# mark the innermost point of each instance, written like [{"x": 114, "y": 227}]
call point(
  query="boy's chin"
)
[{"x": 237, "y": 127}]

■ ■ ■

• CHALLENGE:
Could you reproduce every row above word for word, with nothing added or left out?

• TASK RESULT:
# mark the innermost point of each instance, written like [{"x": 114, "y": 227}]
call point(
  query="boy's chin"
)
[{"x": 237, "y": 127}]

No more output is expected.